Work request:
Write out exactly the line containing "of the corner" along with each line that follows it in the records below, and no others.

Supplied data:
*** Begin section ***
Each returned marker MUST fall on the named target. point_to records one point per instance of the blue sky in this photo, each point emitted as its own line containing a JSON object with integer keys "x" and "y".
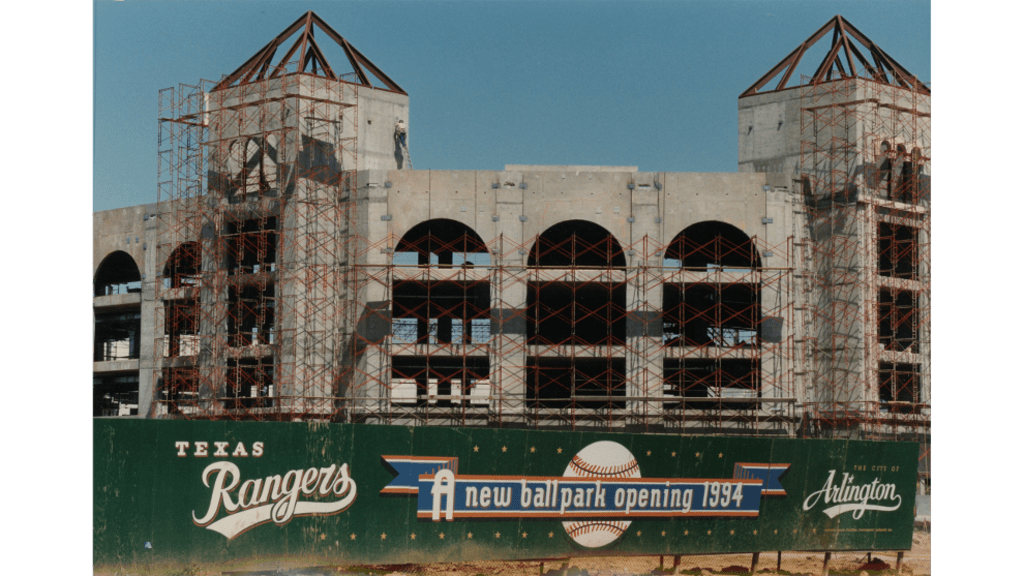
{"x": 645, "y": 83}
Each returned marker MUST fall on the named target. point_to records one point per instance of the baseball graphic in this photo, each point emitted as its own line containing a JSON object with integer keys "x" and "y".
{"x": 604, "y": 460}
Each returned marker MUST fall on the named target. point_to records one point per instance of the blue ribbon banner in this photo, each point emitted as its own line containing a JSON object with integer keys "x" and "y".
{"x": 443, "y": 494}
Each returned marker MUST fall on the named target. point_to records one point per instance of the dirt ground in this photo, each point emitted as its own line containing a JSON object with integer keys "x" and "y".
{"x": 918, "y": 562}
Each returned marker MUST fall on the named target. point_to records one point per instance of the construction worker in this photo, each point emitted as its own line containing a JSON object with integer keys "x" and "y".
{"x": 399, "y": 132}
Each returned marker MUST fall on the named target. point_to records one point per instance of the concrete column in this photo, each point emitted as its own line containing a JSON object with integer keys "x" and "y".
{"x": 148, "y": 357}
{"x": 508, "y": 337}
{"x": 644, "y": 359}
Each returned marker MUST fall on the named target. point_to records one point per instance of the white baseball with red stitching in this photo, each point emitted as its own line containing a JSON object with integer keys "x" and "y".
{"x": 605, "y": 460}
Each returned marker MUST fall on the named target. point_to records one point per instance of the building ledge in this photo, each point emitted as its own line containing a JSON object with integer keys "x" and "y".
{"x": 118, "y": 300}
{"x": 115, "y": 366}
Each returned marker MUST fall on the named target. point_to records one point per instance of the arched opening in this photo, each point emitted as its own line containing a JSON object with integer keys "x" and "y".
{"x": 712, "y": 244}
{"x": 583, "y": 312}
{"x": 579, "y": 244}
{"x": 182, "y": 265}
{"x": 712, "y": 312}
{"x": 118, "y": 274}
{"x": 453, "y": 314}
{"x": 441, "y": 242}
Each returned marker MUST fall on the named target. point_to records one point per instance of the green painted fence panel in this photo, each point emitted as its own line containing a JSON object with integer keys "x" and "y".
{"x": 338, "y": 494}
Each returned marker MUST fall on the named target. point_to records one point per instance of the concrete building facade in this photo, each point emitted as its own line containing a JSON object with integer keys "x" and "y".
{"x": 296, "y": 268}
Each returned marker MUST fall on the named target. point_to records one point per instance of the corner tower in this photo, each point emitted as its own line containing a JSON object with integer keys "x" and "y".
{"x": 259, "y": 213}
{"x": 856, "y": 136}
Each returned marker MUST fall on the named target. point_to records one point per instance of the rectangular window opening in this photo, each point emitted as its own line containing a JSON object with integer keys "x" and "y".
{"x": 115, "y": 396}
{"x": 118, "y": 336}
{"x": 723, "y": 382}
{"x": 588, "y": 383}
{"x": 441, "y": 313}
{"x": 712, "y": 315}
{"x": 576, "y": 314}
{"x": 898, "y": 251}
{"x": 899, "y": 387}
{"x": 898, "y": 320}
{"x": 436, "y": 381}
*** End section ***
Output for this task:
Each returned marker MUST fall on the named target. point_to records one point per instance of the corner tower in this photo, each point emitted as its own line containing a JSON object with integer keys "x" and "y".
{"x": 259, "y": 213}
{"x": 856, "y": 136}
Each returned marker MUST fall on the named target. point_to records one point per instance of the rectangular window opening in this photo, each point emitted as its own line containing a JSON object with integer keys "x" and "y".
{"x": 115, "y": 396}
{"x": 118, "y": 336}
{"x": 723, "y": 382}
{"x": 588, "y": 383}
{"x": 441, "y": 313}
{"x": 712, "y": 315}
{"x": 576, "y": 314}
{"x": 898, "y": 251}
{"x": 899, "y": 387}
{"x": 898, "y": 320}
{"x": 436, "y": 381}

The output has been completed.